• _Activity list_
(1) From the SSE guide, return word for word the part that opens with the words containing "Introduction to Server-Sent" and closes with "streaming AI responses.".
(2) According to the SSE guide, what does the MCP server use SSE to deliver when you request a completion?

**** Text shown

Introduction to Server-Sent Events (SSE)
Server-Sent Events (SSE) is the protocol your MCP server uses to stream AI model responses in real-time. This guide explains how to consume SSE streams from your MCP server and implement client-side handling for streaming AI responses.
What is SSE?
SSE (Server-Sent Events) is a standardized technology that enables servers to push updates to clients over a single HTTP connection. When you request a completion from your MCP server, it uses SSE to deliver tokens as they're generated, allowing for real-time display and processing of AI responses.
Why MCP Servers Use SSE
Your MCP server uses SSE for streaming AI responses because:
- Real-time Delivery: Tokens appear immediately as they're generated
- Efficient Protocol: Minimizes overhead compared to alternatives
- Broad Compatibility: Works across browsers, frameworks, and languages
- Auto-Reconnection: Built-in reconnection if the connection drops
- HTTP-Based: Works with standard web infrastructure and security
Consuming SSE Streams from Your MCP Server
JavaScript Example
Here's how to connect to your MCP server's SSE stream in a web application:
// Request a streaming completion from your MCP server
async function getStreamingCompletion(prompt) {
// First, prepare the request to your MCP server
const response = await fetch('https://your-mcp-server.mcp-cloud.ai/v1/chat/completions', {
method: 'POST',
headers: {
'Content-Type': 'application/json',
'Authorization': 'Bearer your_api_key'
},
body: JSON.stringify({
model: 'claude-3-5-sonnet',
messages: [{ role: 'user', content: prompt }],
stream: true // Request streaming response
})

********
**** Extracted material

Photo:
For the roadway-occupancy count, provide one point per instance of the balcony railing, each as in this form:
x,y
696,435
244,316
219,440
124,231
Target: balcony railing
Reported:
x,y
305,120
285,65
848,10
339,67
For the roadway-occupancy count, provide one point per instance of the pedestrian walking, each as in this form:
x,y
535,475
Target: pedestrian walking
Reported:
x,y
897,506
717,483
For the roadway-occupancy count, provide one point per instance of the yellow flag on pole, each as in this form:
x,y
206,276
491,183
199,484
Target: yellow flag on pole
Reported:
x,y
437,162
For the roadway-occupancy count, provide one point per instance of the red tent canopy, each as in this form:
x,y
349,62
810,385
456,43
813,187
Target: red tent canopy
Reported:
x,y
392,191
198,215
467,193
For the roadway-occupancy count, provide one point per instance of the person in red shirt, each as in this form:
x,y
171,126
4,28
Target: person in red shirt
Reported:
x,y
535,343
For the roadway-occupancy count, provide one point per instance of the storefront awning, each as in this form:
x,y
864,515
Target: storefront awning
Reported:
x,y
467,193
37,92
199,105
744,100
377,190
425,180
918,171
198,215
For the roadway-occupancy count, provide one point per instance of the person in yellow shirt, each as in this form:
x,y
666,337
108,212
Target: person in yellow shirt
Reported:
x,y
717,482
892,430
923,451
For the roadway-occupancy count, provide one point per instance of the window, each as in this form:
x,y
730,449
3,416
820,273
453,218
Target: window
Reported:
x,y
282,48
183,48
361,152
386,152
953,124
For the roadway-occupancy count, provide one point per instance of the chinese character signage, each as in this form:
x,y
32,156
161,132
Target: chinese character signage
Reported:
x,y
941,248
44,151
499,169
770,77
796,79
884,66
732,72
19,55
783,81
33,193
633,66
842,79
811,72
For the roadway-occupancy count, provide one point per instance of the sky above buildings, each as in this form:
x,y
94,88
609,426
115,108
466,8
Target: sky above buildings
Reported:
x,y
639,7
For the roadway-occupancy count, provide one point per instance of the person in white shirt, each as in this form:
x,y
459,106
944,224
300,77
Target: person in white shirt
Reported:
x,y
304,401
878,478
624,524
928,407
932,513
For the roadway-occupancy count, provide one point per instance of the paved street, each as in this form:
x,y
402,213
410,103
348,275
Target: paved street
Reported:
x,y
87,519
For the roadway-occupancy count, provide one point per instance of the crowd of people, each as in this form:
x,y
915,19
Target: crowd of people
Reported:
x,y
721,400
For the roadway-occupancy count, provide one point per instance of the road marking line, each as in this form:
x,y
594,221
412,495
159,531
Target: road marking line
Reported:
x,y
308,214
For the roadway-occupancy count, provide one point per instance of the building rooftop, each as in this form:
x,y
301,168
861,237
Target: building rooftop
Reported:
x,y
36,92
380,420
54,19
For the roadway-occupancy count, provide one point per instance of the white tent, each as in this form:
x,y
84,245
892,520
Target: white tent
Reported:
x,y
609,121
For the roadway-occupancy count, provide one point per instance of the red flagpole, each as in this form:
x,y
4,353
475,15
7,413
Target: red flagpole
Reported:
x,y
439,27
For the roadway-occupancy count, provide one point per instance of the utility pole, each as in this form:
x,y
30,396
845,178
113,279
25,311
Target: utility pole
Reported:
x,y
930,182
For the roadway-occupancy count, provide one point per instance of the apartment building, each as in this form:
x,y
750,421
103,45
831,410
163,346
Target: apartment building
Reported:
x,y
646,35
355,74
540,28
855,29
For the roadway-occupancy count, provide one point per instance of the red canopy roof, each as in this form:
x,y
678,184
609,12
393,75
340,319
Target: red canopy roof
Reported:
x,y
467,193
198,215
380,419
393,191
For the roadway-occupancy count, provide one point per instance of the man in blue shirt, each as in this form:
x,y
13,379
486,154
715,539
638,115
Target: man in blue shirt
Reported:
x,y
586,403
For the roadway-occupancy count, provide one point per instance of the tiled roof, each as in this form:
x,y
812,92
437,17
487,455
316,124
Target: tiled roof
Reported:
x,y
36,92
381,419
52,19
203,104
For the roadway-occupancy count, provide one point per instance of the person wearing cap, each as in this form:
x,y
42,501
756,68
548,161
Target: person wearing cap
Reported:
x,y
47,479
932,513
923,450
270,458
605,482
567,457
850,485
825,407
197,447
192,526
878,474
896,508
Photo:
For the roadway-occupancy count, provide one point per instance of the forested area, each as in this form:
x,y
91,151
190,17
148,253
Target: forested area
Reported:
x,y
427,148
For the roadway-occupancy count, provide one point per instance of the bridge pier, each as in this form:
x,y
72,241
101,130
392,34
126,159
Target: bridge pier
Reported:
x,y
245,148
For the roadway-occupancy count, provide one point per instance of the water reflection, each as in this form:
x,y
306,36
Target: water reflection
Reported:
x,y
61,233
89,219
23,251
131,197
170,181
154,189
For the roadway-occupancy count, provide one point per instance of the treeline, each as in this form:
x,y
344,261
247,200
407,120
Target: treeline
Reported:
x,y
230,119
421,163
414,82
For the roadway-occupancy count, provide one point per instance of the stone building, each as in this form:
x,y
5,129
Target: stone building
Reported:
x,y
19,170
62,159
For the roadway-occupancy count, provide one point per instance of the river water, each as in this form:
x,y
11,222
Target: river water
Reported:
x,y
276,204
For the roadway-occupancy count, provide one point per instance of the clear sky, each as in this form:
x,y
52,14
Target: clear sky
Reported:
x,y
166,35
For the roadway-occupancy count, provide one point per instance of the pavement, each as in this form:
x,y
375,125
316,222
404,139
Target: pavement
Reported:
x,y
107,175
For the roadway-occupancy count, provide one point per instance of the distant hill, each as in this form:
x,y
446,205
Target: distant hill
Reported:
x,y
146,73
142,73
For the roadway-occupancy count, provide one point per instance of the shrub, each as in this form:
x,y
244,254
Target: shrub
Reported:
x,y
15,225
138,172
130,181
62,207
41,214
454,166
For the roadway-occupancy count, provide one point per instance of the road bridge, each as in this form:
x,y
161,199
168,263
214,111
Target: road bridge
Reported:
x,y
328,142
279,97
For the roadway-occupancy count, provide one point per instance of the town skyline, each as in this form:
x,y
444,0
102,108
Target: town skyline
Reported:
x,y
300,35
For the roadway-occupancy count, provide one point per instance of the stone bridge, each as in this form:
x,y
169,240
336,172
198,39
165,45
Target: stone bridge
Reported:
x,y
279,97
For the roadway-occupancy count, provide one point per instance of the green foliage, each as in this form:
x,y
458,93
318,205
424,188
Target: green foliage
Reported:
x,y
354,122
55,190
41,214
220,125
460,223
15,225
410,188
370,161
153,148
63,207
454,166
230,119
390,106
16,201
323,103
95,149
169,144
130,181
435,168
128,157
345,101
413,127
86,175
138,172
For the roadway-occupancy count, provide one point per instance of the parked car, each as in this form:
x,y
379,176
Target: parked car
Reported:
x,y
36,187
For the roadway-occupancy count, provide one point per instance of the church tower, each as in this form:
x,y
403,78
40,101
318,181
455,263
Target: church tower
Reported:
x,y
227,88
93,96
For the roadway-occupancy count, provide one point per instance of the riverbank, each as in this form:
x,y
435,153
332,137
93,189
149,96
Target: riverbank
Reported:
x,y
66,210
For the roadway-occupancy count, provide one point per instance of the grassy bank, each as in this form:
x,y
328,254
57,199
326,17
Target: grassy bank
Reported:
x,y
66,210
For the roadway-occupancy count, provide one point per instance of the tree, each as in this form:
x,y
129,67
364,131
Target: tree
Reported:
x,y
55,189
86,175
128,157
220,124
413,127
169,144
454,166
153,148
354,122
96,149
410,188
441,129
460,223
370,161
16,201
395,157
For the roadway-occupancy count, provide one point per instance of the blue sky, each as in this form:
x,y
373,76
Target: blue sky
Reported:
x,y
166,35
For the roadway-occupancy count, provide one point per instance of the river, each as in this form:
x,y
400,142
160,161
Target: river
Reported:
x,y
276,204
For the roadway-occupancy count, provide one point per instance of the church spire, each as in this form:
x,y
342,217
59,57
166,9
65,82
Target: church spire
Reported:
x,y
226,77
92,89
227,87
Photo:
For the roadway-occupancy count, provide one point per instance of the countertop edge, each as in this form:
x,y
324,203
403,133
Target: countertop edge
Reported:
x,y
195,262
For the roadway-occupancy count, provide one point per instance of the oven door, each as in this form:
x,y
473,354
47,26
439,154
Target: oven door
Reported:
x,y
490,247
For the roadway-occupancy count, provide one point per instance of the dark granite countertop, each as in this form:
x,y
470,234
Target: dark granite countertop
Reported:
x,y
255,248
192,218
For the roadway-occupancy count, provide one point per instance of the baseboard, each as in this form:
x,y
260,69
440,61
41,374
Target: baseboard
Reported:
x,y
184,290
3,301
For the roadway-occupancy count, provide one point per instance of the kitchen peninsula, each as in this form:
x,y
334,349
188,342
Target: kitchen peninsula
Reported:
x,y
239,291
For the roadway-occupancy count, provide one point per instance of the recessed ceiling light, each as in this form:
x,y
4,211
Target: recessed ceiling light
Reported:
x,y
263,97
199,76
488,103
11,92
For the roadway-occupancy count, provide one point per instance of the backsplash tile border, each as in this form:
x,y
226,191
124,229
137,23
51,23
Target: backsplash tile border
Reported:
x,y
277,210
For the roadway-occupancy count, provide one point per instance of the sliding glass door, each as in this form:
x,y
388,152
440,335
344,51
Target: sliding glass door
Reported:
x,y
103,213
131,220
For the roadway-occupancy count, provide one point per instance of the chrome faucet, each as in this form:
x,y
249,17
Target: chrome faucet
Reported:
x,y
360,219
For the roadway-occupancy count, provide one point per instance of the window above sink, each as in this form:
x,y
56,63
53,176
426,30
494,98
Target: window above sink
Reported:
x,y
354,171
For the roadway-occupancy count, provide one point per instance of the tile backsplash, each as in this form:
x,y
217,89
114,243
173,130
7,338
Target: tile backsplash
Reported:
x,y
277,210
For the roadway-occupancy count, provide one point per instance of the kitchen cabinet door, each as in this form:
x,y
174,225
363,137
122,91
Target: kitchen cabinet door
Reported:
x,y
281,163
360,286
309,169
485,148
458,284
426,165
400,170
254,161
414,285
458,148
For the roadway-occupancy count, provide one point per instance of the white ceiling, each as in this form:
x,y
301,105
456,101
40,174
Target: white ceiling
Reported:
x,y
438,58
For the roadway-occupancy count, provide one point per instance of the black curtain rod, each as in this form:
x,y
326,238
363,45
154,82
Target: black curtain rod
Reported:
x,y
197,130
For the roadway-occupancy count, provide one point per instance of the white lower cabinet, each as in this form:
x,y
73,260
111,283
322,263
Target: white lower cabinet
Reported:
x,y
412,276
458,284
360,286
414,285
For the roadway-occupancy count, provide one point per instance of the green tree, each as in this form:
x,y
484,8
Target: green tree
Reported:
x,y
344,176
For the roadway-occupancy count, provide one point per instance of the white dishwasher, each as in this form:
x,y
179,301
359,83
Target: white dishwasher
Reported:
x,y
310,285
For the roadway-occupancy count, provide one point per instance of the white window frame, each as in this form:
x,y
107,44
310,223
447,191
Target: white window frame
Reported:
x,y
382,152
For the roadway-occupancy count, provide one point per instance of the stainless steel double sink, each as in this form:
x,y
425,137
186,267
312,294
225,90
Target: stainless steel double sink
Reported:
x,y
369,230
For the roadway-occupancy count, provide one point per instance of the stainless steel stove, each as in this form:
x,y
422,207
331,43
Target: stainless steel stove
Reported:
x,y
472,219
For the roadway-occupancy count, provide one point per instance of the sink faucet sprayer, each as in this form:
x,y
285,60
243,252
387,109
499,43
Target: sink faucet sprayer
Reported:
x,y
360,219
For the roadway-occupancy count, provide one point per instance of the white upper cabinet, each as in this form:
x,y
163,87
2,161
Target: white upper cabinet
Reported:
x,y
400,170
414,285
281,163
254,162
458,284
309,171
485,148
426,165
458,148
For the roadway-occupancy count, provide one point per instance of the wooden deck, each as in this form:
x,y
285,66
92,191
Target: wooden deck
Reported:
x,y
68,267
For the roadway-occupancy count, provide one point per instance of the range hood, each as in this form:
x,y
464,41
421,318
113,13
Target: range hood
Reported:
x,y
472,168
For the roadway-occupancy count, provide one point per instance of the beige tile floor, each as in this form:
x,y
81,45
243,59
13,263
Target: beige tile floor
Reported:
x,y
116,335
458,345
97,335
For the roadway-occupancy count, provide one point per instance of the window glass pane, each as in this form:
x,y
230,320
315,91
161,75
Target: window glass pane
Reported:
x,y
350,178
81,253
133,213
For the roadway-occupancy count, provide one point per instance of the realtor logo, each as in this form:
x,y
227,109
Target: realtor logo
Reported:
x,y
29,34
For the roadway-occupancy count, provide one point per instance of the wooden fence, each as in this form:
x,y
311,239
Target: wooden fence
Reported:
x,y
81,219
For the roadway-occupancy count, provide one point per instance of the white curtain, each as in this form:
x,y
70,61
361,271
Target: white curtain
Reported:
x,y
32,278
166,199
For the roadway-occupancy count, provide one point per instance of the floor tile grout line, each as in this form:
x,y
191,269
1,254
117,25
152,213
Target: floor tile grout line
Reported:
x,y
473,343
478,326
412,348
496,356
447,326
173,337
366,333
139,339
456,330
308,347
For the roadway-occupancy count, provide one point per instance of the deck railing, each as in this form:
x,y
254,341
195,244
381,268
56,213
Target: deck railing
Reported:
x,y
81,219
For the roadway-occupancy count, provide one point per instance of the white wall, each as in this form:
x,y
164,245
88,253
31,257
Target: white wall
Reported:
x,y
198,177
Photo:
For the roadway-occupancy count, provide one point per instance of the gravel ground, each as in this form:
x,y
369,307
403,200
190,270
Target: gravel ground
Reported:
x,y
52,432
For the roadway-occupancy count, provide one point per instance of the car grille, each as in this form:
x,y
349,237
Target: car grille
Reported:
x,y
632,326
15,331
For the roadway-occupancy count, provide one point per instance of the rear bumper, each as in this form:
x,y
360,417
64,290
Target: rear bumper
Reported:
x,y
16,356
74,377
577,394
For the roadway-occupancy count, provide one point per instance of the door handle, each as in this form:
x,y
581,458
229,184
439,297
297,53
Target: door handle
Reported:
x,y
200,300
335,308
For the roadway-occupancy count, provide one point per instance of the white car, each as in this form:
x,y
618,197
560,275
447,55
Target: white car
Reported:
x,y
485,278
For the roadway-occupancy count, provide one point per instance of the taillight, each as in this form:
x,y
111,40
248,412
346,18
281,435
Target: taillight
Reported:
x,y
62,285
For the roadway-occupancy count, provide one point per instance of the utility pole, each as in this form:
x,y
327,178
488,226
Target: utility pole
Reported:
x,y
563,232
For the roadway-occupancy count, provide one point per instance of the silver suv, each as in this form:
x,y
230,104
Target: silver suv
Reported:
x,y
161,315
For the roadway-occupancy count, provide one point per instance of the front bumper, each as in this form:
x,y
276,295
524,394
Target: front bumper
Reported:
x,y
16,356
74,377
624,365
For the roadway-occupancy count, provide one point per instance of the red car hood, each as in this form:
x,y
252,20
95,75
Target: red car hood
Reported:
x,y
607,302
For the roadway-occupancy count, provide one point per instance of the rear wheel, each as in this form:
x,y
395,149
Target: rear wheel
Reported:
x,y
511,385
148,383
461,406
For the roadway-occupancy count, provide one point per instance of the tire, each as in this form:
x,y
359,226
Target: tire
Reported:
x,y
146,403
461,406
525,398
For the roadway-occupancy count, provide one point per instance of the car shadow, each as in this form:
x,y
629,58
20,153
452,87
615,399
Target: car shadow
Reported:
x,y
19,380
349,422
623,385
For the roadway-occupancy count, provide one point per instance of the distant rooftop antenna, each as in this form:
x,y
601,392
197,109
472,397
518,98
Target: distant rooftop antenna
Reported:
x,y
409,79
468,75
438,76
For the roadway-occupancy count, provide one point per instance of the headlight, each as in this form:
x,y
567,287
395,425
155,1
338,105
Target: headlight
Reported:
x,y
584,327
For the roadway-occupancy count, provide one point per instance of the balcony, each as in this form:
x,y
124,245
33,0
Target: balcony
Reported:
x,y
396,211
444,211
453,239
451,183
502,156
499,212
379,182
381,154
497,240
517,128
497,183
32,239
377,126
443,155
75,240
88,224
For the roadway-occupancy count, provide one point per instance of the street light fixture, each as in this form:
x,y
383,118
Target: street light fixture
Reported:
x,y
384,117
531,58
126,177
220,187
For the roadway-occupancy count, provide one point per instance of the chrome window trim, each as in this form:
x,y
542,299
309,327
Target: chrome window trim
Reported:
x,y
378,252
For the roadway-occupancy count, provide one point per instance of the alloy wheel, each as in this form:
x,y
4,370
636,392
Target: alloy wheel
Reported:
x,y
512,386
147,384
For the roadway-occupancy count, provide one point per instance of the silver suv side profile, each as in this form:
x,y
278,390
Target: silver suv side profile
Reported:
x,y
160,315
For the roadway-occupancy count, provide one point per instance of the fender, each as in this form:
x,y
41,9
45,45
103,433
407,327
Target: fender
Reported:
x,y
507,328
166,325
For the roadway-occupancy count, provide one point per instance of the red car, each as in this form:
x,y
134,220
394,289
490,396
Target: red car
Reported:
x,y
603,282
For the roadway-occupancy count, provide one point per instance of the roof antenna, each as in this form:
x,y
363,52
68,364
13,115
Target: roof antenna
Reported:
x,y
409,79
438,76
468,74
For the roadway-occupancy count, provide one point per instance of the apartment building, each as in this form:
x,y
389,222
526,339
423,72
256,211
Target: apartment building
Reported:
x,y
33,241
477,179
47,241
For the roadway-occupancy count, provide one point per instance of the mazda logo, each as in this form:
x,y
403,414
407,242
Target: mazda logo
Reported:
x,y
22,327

********

• _Results_
(1)
Introduction to Server-Sent Events (SSE)
Server-Sent Events (SSE) is the protocol your MCP server uses to stream AI model responses in real-time. This guide explains how to consume SSE streams from your MCP server and implement client-side handling for streaming AI responses.

(2) Tokens, as they're generated.